Source information:
———

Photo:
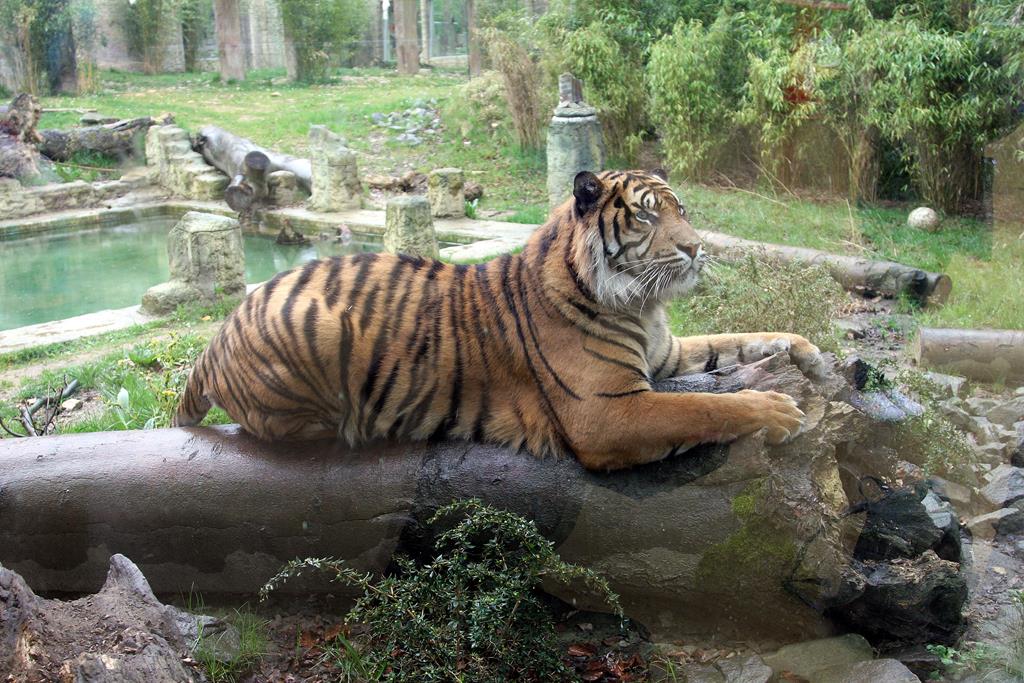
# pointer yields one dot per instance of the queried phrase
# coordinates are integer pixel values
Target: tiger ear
(587, 189)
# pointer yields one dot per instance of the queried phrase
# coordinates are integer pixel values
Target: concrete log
(852, 272)
(986, 355)
(739, 540)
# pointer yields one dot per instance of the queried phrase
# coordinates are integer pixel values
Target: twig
(30, 428)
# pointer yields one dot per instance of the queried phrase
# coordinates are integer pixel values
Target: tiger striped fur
(553, 349)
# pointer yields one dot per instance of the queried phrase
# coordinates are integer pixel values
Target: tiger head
(638, 246)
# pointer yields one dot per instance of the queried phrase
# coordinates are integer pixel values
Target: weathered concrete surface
(445, 190)
(740, 540)
(335, 180)
(207, 259)
(410, 228)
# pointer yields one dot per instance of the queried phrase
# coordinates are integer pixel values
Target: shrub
(692, 77)
(612, 79)
(324, 32)
(474, 612)
(758, 296)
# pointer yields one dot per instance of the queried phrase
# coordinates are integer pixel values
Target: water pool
(59, 274)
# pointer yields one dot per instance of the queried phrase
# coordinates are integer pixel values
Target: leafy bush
(473, 613)
(521, 76)
(324, 32)
(758, 296)
(692, 77)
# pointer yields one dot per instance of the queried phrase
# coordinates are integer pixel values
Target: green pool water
(59, 274)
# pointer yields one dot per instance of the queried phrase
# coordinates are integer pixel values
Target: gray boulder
(809, 658)
(879, 671)
(1006, 485)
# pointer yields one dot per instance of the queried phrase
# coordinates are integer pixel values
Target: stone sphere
(924, 219)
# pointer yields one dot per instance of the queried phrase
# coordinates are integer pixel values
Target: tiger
(553, 349)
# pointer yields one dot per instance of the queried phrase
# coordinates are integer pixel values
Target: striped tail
(195, 404)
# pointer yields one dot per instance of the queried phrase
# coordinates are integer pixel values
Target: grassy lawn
(278, 115)
(133, 376)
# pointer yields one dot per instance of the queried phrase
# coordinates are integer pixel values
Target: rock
(878, 671)
(898, 525)
(207, 260)
(410, 228)
(445, 191)
(906, 600)
(1009, 413)
(961, 496)
(1006, 485)
(119, 635)
(950, 385)
(473, 190)
(807, 658)
(283, 188)
(574, 143)
(749, 670)
(924, 218)
(1000, 522)
(335, 180)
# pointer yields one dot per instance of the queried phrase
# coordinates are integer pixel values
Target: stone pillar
(335, 173)
(574, 140)
(409, 227)
(207, 259)
(445, 190)
(283, 188)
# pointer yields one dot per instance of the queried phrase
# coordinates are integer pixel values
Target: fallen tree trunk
(18, 157)
(987, 355)
(248, 165)
(121, 140)
(742, 540)
(853, 273)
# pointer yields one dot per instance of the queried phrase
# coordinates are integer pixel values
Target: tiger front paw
(803, 353)
(774, 412)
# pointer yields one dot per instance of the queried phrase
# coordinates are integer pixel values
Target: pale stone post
(207, 258)
(445, 191)
(335, 172)
(409, 227)
(574, 140)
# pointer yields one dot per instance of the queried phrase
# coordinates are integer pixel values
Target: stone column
(409, 227)
(207, 259)
(445, 191)
(574, 140)
(335, 173)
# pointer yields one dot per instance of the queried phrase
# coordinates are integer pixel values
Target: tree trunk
(475, 59)
(248, 165)
(230, 52)
(986, 355)
(740, 540)
(18, 157)
(858, 274)
(120, 140)
(406, 39)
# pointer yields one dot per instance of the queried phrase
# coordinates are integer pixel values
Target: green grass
(278, 115)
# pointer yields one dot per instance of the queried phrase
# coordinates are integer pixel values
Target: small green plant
(761, 296)
(475, 612)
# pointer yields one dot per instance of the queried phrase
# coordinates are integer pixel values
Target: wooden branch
(986, 355)
(854, 273)
(120, 139)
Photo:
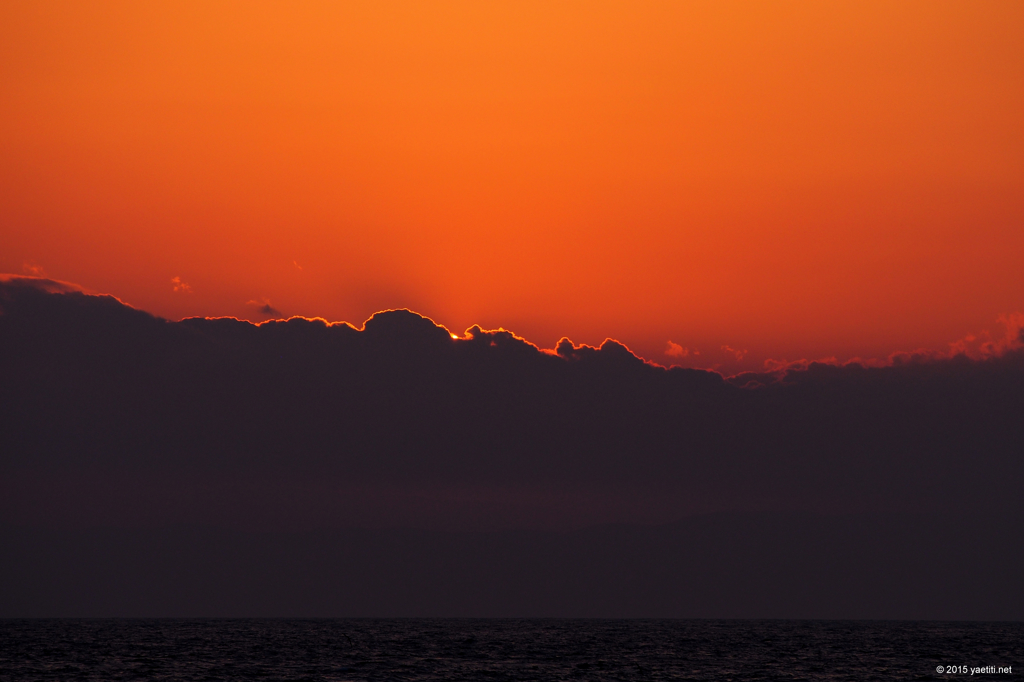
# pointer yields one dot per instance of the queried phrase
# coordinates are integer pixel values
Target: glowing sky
(799, 179)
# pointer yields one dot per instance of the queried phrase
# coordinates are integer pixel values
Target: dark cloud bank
(213, 467)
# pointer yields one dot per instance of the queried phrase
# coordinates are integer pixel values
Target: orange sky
(798, 179)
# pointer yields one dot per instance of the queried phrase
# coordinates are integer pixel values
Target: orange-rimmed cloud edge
(979, 346)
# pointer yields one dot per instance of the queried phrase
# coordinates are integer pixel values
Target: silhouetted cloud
(112, 416)
(263, 307)
(676, 350)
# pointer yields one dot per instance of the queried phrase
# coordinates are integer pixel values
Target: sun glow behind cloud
(788, 179)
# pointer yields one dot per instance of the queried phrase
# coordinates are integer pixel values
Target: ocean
(505, 649)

———

Work instruction: Restate the listing word for word, pictures omitted.

Result below:
Photo:
# pointer yields one dot per instance of the queried phrase
# coordinates are integer pixel values
Target: tiger ear
(587, 189)
# pointer yields one dot per instance of the queried phrase
# coordinates are integer pixel values
Target: concrete log
(852, 272)
(986, 355)
(739, 540)
# pointer yields one dot per instance of the queried phrase
# coordinates are integer pixel values
Target: twig
(30, 428)
# pointer yields one dot per instance of the queried phrase
# coordinates are integer pixel values
Target: tiger striped fur
(553, 349)
# pointer yields one dot per instance of the queried phrase
# coordinates are integer pixel values
Target: tiger head
(638, 246)
# pointer yields one dot per instance of the queried phrase
# coordinates are integer pixel values
Target: weathered concrete surface
(445, 190)
(740, 540)
(335, 180)
(207, 259)
(410, 228)
# pointer yields one dot per instance of the queried phrase
# coordinates are integer pixel values
Target: shrub
(692, 77)
(612, 79)
(324, 32)
(474, 612)
(758, 296)
# pointer yields one dot per instance of the queried phrase
# coordinates are integer pixel values
Target: water pool
(59, 274)
# pointer yields one dot per instance of the queried phrase
# coordinates are integer pixel values
Target: leafy bush
(473, 613)
(521, 76)
(324, 32)
(758, 296)
(692, 77)
# pointer yields one dot per instance of the queried phrase
# coordinates are integer pixel values
Target: green pool water
(59, 274)
# pointer yields one dot per instance of the queried phrase
# coordinates are integer pixel values
Target: gray boulder
(809, 658)
(879, 671)
(1006, 485)
# pointer yields one dot per instance of the queried phrase
# coordinates are integer pixel values
Target: stone sphere
(924, 219)
# pointer yields one dot per instance of the queried phrase
# coordinates are integer pixel values
Target: tiger
(553, 349)
# pointer yields one dot per instance of the queried phrase
# coordinates are integer pixel values
Target: striped tail
(195, 404)
# pointer yields one dot per instance of the queried phrase
# coordinates are integer pixel values
Target: grassy lawn
(278, 115)
(133, 376)
# pointer yields one dot per instance of the queried phrase
# coordinates are integer pixel values
Target: rock
(878, 671)
(898, 525)
(207, 260)
(410, 228)
(445, 191)
(906, 600)
(1009, 413)
(961, 496)
(1006, 485)
(119, 635)
(950, 385)
(473, 190)
(807, 658)
(283, 188)
(574, 143)
(749, 670)
(924, 218)
(1000, 522)
(335, 180)
# pointer yields one dot per instance of the queried phrase
# coordinates are integer pixel values
Target: stone pillar
(335, 173)
(574, 140)
(409, 227)
(207, 259)
(445, 190)
(283, 188)
# pointer yields one dot per instance of the queried phrase
# coordinates are integer pixel values
Target: fallen tree trunk
(18, 157)
(987, 355)
(248, 165)
(121, 140)
(742, 540)
(853, 273)
# pointer yields one dot per instance of the queried phrase
# coordinates are integer pixel values
Target: tiger front paw
(803, 353)
(774, 412)
# pointer yields one dot per instance of the queried phrase
# coordinates are integer pixel values
Target: pale stone post
(207, 258)
(445, 191)
(335, 172)
(409, 227)
(574, 140)
# pointer yields one dot per instance of the queried phrase
# coordinates are integer pixel values
Target: stone column
(409, 227)
(207, 259)
(445, 191)
(574, 140)
(335, 173)
# pointer yields one dot per instance of the queried phrase
# coordinates are integer pixel values
Target: tree trunk
(475, 59)
(248, 165)
(230, 52)
(986, 355)
(740, 540)
(18, 157)
(858, 274)
(120, 140)
(406, 39)
# pointer yields one dot per instance of the queried phrase
# coordinates are integer pixel values
Target: green grass
(278, 115)
# pointer yields one dot per instance of the queried phrase
# coordinates are integer pixel values
Target: small green plant
(761, 296)
(475, 612)
# pointer yields one dot per instance of the queried phrase
# coordinates are integer pixel values
Target: wooden branch
(986, 355)
(854, 273)
(120, 139)
Photo:
# pointer yields one dot per instance of the queried phrase
# coordinates are integer pixel values
Target: glowing sky
(799, 179)
# pointer yields one dot per instance of the queried phrase
# coordinates are integer pixel values
Target: dark cloud bank
(213, 467)
# pointer yields one dot per instance of the queried phrase
# coordinates are integer pixel values
Target: orange sky
(798, 179)
# pointer yields one dot per instance of the queried phrase
# coordinates are integer pixel values
Target: orange-rimmed cloud edge
(979, 346)
# pointer yields one dot per instance of the queried phrase
# coordinates are integer pixel values
Target: silhouetted cloud
(112, 416)
(263, 307)
(676, 350)
# pointer yields one dot per instance of the queried phrase
# coordinates are integer pixel values
Target: sun glow behind cloud
(788, 179)
# pointer yields one dot per instance of the queried phrase
# coordinates are integer pixel values
Target: ocean
(505, 649)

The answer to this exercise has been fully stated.